- [WHAT YOU HAVE TO DO] Extract the full listing verbatim and drop any pictures from your copy.

____

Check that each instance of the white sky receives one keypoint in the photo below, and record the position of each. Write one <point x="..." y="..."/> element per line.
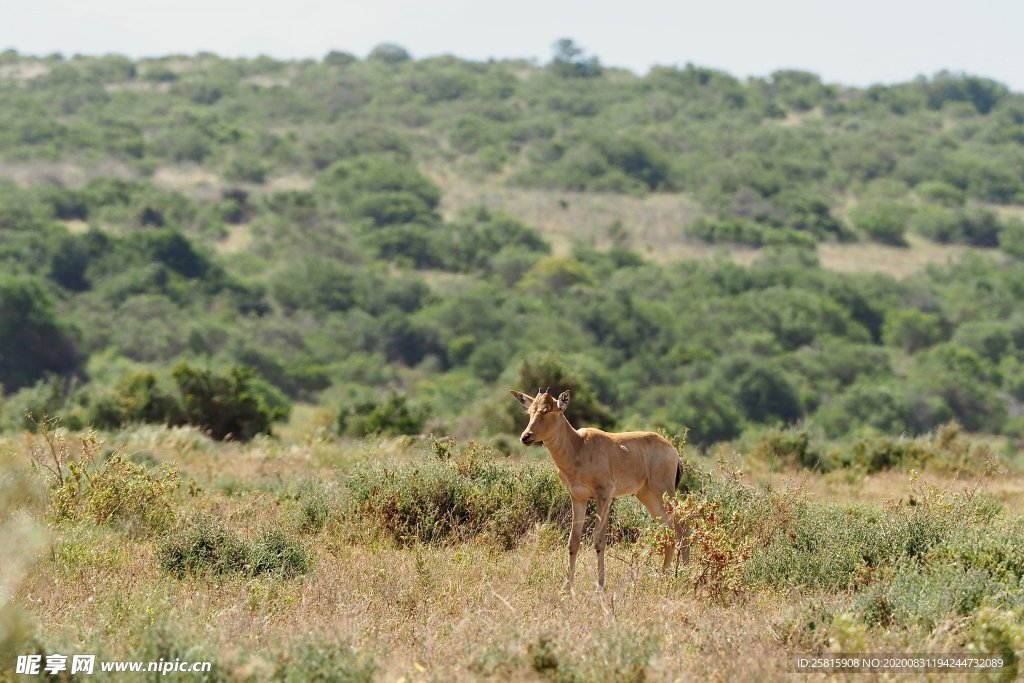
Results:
<point x="854" y="42"/>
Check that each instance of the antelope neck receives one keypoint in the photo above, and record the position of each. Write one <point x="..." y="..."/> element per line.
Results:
<point x="564" y="445"/>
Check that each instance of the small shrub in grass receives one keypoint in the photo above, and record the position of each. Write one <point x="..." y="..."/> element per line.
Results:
<point x="718" y="552"/>
<point x="453" y="500"/>
<point x="314" y="505"/>
<point x="324" y="660"/>
<point x="274" y="552"/>
<point x="114" y="489"/>
<point x="205" y="546"/>
<point x="457" y="496"/>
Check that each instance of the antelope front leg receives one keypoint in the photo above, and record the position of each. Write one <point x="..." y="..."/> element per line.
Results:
<point x="579" y="515"/>
<point x="601" y="534"/>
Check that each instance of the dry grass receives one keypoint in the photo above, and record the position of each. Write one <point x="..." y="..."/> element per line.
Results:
<point x="65" y="173"/>
<point x="466" y="611"/>
<point x="238" y="240"/>
<point x="653" y="226"/>
<point x="895" y="261"/>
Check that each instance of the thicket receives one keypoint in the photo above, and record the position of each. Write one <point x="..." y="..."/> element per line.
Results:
<point x="356" y="285"/>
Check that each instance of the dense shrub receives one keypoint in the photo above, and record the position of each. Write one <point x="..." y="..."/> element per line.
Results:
<point x="136" y="398"/>
<point x="34" y="340"/>
<point x="393" y="416"/>
<point x="458" y="499"/>
<point x="111" y="489"/>
<point x="230" y="404"/>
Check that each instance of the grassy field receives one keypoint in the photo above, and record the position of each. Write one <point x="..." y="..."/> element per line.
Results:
<point x="308" y="558"/>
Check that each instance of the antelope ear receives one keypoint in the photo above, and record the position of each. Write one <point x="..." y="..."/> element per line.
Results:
<point x="522" y="398"/>
<point x="563" y="399"/>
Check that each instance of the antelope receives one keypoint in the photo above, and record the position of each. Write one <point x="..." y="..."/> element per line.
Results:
<point x="599" y="466"/>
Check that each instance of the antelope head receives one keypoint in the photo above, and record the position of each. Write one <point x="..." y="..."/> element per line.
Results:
<point x="545" y="413"/>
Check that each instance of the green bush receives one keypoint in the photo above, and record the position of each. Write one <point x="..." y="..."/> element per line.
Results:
<point x="202" y="545"/>
<point x="883" y="221"/>
<point x="114" y="489"/>
<point x="34" y="340"/>
<point x="136" y="398"/>
<point x="394" y="416"/>
<point x="231" y="404"/>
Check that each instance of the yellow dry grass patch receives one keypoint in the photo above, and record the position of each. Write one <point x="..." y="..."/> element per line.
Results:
<point x="895" y="261"/>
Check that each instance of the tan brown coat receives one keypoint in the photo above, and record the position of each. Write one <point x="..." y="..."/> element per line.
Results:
<point x="600" y="466"/>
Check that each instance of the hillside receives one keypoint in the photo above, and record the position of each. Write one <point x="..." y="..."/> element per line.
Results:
<point x="408" y="239"/>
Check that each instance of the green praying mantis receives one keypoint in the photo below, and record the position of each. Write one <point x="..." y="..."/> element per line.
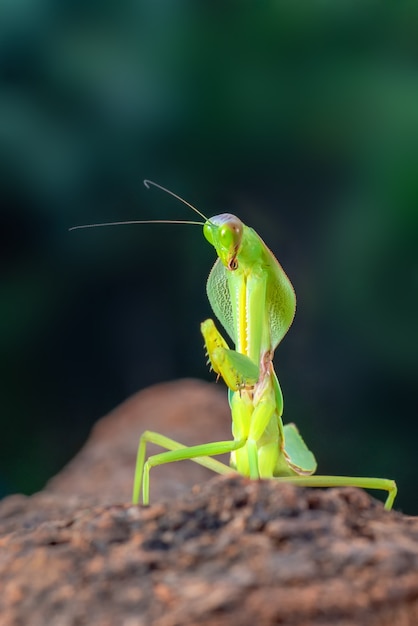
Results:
<point x="254" y="300"/>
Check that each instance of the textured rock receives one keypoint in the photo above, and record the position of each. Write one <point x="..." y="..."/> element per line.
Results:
<point x="231" y="551"/>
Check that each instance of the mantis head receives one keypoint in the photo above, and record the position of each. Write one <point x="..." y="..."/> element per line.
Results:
<point x="225" y="232"/>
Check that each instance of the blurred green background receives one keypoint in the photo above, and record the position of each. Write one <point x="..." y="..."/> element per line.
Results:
<point x="301" y="118"/>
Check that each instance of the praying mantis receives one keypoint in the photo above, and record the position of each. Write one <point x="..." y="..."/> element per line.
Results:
<point x="254" y="300"/>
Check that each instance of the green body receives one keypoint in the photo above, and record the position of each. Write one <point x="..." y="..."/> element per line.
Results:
<point x="254" y="300"/>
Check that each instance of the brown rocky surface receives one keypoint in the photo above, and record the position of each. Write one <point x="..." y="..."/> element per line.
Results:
<point x="229" y="551"/>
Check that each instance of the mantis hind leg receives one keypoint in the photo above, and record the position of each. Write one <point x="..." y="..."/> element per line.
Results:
<point x="383" y="484"/>
<point x="175" y="451"/>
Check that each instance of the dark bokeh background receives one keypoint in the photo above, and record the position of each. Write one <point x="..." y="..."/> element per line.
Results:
<point x="301" y="118"/>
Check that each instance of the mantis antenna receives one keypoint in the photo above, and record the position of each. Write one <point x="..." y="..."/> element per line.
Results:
<point x="147" y="184"/>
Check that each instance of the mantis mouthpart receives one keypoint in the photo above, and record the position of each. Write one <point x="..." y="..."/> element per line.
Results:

____

- [FINAL ANSWER]
Check that each instance of the white sky receives one keypoint in the photo below, and record the position of each. Write one <point x="..." y="..."/> element per line.
Results:
<point x="854" y="42"/>
Check that each instance of the antelope neck receives one keypoint in the photo above, and record the position of each. Write one <point x="..." y="..."/> element per line.
Results:
<point x="564" y="445"/>
Check that each instance of the small shrub in grass receives one keypoint in the photo above, and record the position of each. Write one <point x="..." y="..."/> element per line.
Results:
<point x="718" y="552"/>
<point x="453" y="500"/>
<point x="314" y="505"/>
<point x="324" y="660"/>
<point x="274" y="552"/>
<point x="114" y="489"/>
<point x="205" y="546"/>
<point x="457" y="496"/>
Check that each instance of the antelope front leg receives one keypoint in the photo above, and record the position of each. Write one <point x="..." y="..."/> element per line.
Results:
<point x="579" y="515"/>
<point x="601" y="534"/>
Check that each instance of the dry grass receives one keypoint in the photo above, and record the position of each. Write one <point x="..." y="..."/> element per line.
Results:
<point x="65" y="173"/>
<point x="466" y="611"/>
<point x="238" y="240"/>
<point x="653" y="226"/>
<point x="895" y="261"/>
Check that each instance of the thicket receives one keypoint in the photo above, and record the position of each. Write one <point x="..." y="..."/> element per line.
Results:
<point x="356" y="285"/>
Check that each instance of the dense shrub receives one keypoint in the photo above, and record the position of each. Write one <point x="..." y="..."/> element per line.
Results:
<point x="136" y="398"/>
<point x="34" y="340"/>
<point x="393" y="416"/>
<point x="458" y="499"/>
<point x="111" y="489"/>
<point x="230" y="404"/>
Check that each instance of the grassy field receives one keypoint in the photo above, and record the position of each. Write one <point x="..." y="..."/> element per line.
Results:
<point x="308" y="558"/>
Check that each instance of the antelope ear receives one keypoint in the photo above, and record the position of each. Write one <point x="..." y="..."/> element per line.
Results:
<point x="522" y="398"/>
<point x="563" y="399"/>
Check that each instance of the antelope receives one keypoint in the photo above, and record the position of each. Write one <point x="..." y="..."/> element per line.
Results:
<point x="599" y="466"/>
Check that each instance of the antelope head receives one keypoint in the photo above, and record the position of each. Write one <point x="..." y="..."/> element per line.
Results:
<point x="545" y="413"/>
Check that each instance of the green bush receives one keypoint in the photo above, and record the position of each. Write one <point x="..." y="..."/> element per line.
Results:
<point x="202" y="545"/>
<point x="883" y="221"/>
<point x="114" y="489"/>
<point x="34" y="340"/>
<point x="136" y="398"/>
<point x="394" y="416"/>
<point x="231" y="404"/>
Check that each instance of the yellow dry grass patch receives one keypoint in the photo above, and record the position of each. Write one <point x="..." y="..."/> element per line.
Results:
<point x="895" y="261"/>
Check that each instance of the tan brown coat receives one keypoint in the photo above, and record the position of each. Write one <point x="..." y="..."/> element per line.
Results:
<point x="600" y="466"/>
Check that each instance of the hillside receives one keypoint in the photo above, and record the position of each. Write one <point x="..." y="..."/> element per line.
Results:
<point x="408" y="239"/>
Check that each instance of the green praying mantis receives one keypoint in the photo below, and record the position of each. Write one <point x="..." y="..."/> element per line.
Results:
<point x="254" y="300"/>
Check that each instance of the textured rock receives one keypoint in the photo above, and record the position of each. Write one <point x="..." y="..."/> element per line.
Results:
<point x="231" y="551"/>
Check that each instance of the mantis head receives one keypoint in the photo above, and record the position of each. Write one <point x="..." y="..."/> element per line.
Results:
<point x="225" y="232"/>
Check that each instance of the blurred green background receives one keypoint in the photo above, and record the position of each. Write one <point x="..." y="..."/> element per line.
Results:
<point x="301" y="118"/>
Check that each instance of the praying mantis receives one keypoint in the photo above, and record the position of each. Write one <point x="..." y="..."/> element per line.
Results:
<point x="254" y="300"/>
Check that each instance of the green body receives one keypoint in the photo above, and record the position of each. Write one <point x="..." y="..."/> element per line.
Results:
<point x="254" y="300"/>
Check that each instance of the brown rocky surface receives one keypoint in the photo above, and record the position of each. Write one <point x="..." y="..."/> element per line.
Results:
<point x="229" y="551"/>
Check that each instance of the mantis hind leg receives one keypoint in the photo above, and record the position of each. Write one <point x="..." y="..."/> element per line.
Results:
<point x="383" y="484"/>
<point x="175" y="451"/>
Check that each instance of the dark bokeh background receives one keypoint in the photo above, and record the position of each. Write one <point x="..." y="..."/> element per line.
Results:
<point x="301" y="118"/>
Check that each instance of the mantis antenna receives one keypoint in the photo above, and record the position of each. Write one <point x="..." y="..."/> element per line.
Results:
<point x="147" y="184"/>
Check that each instance of the mantis mouthpart receives one keypoint in the photo above, and record the position of each. Write one <point x="..." y="..."/> element per line.
Results:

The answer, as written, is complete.